Pull out each line below that has the word "dark" in it.

[Coordinate annotation lines]:
^^^^^^^^
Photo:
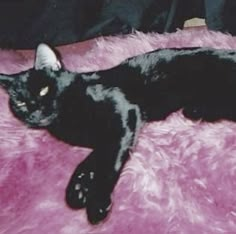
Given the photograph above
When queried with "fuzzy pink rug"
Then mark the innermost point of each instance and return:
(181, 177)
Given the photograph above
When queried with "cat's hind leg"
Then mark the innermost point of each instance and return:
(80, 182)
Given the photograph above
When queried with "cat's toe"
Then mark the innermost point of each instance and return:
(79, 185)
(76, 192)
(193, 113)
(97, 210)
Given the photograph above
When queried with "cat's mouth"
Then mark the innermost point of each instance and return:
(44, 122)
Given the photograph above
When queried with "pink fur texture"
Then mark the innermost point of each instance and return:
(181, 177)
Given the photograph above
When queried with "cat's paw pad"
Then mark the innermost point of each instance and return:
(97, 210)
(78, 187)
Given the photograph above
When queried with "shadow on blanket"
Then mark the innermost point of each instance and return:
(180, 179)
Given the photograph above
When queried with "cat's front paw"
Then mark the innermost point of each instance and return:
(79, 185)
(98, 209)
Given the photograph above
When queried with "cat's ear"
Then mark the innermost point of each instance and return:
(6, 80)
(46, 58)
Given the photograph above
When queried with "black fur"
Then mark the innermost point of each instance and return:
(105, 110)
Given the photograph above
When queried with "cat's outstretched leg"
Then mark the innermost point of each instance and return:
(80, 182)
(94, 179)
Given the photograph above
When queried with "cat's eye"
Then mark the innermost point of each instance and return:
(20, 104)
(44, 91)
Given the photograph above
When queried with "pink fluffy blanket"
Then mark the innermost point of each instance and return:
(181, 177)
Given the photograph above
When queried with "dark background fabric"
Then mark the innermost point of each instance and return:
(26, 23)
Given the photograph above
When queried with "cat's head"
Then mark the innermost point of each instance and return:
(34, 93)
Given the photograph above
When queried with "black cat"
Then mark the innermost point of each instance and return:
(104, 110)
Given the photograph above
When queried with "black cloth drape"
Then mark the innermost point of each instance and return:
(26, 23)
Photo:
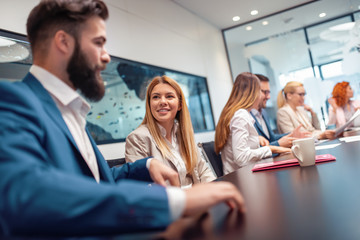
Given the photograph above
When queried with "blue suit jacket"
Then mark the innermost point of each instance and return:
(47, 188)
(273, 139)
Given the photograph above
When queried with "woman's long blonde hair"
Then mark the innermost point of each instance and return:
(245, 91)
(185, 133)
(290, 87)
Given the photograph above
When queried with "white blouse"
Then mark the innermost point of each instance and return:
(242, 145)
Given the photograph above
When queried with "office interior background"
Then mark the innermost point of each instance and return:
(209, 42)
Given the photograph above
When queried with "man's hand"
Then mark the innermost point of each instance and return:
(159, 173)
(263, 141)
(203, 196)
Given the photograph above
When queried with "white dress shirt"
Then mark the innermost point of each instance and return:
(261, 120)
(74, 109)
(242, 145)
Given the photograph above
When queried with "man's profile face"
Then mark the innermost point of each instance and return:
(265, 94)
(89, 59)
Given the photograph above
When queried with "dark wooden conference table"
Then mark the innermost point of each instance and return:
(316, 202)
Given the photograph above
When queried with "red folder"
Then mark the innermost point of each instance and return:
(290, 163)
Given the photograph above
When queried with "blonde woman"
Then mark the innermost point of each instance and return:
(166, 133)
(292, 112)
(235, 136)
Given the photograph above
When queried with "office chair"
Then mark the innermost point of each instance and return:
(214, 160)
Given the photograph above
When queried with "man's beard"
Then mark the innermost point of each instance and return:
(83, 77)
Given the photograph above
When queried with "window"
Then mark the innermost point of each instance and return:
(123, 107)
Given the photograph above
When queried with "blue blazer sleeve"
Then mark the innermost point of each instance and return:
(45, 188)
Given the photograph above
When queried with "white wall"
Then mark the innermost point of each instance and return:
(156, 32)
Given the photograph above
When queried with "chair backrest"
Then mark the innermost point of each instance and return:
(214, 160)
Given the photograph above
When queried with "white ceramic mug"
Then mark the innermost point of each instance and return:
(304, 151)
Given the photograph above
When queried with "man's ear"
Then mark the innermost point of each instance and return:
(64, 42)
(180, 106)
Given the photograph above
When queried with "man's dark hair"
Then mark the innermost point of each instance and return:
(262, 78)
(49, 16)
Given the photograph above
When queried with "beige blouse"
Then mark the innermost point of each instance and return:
^^^^^^^^
[Complete output]:
When queried with "dark background fabric"
When queried with "dark wooden conference table"
When queried with "man's dark hair"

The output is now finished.